BEGIN DOCUMENT PASSAGE
Today’s Chocolate: Endangered Species 72% Dark Chocolate with Cacao Nibs
Today’s Passage: Genesis 36
It’s a genealogy, everybody. It’s literally just Esau’s descendants.
Why break stride? Why interrupt the narrative with the family tree of a guy who has, for all intents and purposes, played his role in the story of the patriarchs? I’ll be honest: I don’t entirely know. A fair number of these people have zero plot significance whatsoever. Gatam, for example, only appears here and in a recapitulated genealogy (1 Chronicles 1:36). Could it be that God just really, really wants us to have plenty of names for our ancient-Semitic-flavored table-top role-playing games? Probably not? Okay, I can live with that.
So I can’t speak to these one-shot guys like Gatam. But one reason the genealogy appears here is that there’s no better place for it. After Isaac dies, the focus is going to shift away from Jacob and toward his twelve sons, particularly Joseph. Esau has just helped Jacob bury Isaac, and contained within his genealogy is the explanation of why he leaves the stage of history at this point: “For [Jacob and Esau’s] property had become too great for them to live together, and the land where they sojourned could not sustain them because of their livestock” (7), The two brothers have the same problem that Abraham and Lot did. They’ve outgrown their territory, so Esau, sans birthright, takes his crew to the hill country of Seir.
END DOCUMENT PASSAGE
WORK REQUEST 1:
Please list every person named in the Genesis 36 post, not counting God.
WORK REQUEST 2:
In one to three sentences, explain why Esau leaves for the hill country of Seir, according to the Genesis 36 post.
WORK REQUEST 3:
Besides Genesis 36, where else does the Genesis 36 post say Gatam appears?
BEGIN LISTED ENTRIES
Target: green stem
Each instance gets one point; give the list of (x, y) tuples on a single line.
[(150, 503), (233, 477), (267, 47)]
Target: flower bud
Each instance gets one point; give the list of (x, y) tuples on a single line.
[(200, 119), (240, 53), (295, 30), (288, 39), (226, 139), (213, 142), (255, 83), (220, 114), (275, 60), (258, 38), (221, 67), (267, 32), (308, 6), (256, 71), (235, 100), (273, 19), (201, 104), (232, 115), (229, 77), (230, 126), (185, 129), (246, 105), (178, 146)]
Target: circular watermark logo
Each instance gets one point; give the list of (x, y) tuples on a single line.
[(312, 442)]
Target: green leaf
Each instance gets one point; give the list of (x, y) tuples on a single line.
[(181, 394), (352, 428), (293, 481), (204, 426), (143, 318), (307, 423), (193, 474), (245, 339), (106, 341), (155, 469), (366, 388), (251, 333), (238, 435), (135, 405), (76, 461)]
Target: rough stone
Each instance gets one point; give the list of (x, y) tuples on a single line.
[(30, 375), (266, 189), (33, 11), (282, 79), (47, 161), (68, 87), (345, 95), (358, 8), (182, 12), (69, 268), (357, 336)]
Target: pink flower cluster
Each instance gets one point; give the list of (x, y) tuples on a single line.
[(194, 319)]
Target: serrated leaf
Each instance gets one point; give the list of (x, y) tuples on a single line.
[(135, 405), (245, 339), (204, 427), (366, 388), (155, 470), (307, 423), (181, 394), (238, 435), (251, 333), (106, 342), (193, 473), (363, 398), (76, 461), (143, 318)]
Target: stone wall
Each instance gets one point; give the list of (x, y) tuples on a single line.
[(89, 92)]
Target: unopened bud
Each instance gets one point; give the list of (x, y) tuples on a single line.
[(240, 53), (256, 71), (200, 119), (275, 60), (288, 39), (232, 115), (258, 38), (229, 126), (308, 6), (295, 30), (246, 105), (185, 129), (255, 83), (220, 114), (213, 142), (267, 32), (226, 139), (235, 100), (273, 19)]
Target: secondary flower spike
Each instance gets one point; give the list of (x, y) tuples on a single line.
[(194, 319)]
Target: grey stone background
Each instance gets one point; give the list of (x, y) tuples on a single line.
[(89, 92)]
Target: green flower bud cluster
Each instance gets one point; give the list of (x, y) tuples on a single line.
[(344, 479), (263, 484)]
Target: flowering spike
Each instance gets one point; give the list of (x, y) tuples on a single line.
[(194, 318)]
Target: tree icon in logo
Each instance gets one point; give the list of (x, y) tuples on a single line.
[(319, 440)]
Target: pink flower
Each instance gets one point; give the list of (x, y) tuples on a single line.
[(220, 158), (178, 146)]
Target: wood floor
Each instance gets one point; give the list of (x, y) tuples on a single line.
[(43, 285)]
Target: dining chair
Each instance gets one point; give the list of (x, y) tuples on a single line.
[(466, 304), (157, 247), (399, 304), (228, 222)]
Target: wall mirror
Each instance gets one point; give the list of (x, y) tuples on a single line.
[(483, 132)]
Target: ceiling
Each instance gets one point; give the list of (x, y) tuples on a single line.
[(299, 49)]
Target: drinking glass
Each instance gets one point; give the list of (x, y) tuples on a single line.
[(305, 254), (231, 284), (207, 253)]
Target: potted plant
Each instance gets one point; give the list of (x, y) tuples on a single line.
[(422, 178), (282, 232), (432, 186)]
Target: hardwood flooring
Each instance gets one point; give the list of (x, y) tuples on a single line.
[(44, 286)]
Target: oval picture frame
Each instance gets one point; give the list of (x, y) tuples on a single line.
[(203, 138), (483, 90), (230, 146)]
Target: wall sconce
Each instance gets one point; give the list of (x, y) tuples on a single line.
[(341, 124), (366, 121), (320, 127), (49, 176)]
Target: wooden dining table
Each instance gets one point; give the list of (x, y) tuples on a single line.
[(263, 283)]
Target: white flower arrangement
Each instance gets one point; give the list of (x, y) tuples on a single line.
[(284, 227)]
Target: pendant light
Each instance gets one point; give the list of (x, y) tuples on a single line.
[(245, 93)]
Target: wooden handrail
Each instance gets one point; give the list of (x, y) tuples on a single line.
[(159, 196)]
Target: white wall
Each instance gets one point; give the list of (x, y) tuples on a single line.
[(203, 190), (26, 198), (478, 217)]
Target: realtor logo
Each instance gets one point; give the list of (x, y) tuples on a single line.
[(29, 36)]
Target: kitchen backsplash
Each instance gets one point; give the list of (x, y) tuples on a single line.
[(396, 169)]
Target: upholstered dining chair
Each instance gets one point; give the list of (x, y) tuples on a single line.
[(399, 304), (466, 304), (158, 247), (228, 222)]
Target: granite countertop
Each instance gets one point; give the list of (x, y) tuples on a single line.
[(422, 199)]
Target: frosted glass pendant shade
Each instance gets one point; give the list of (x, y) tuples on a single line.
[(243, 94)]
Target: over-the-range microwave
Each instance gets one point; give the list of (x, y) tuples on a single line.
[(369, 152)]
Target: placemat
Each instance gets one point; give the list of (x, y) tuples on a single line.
END LISTED ENTRIES
EXERCISE OUTPUT 1:
Esau, Gatam, Isaac, Jacob, Joseph, Abraham, Lot

EXERCISE OUTPUT 2:
Jacob and Esau had too much property to live together, and the land could not support all their livestock. Like Abraham and Lot, they had outgrown their territory, so Esau, without the birthright, took his people to Seir.

EXERCISE OUTPUT 3:
In a recapitulated genealogy in 1 Chronicles 1:36.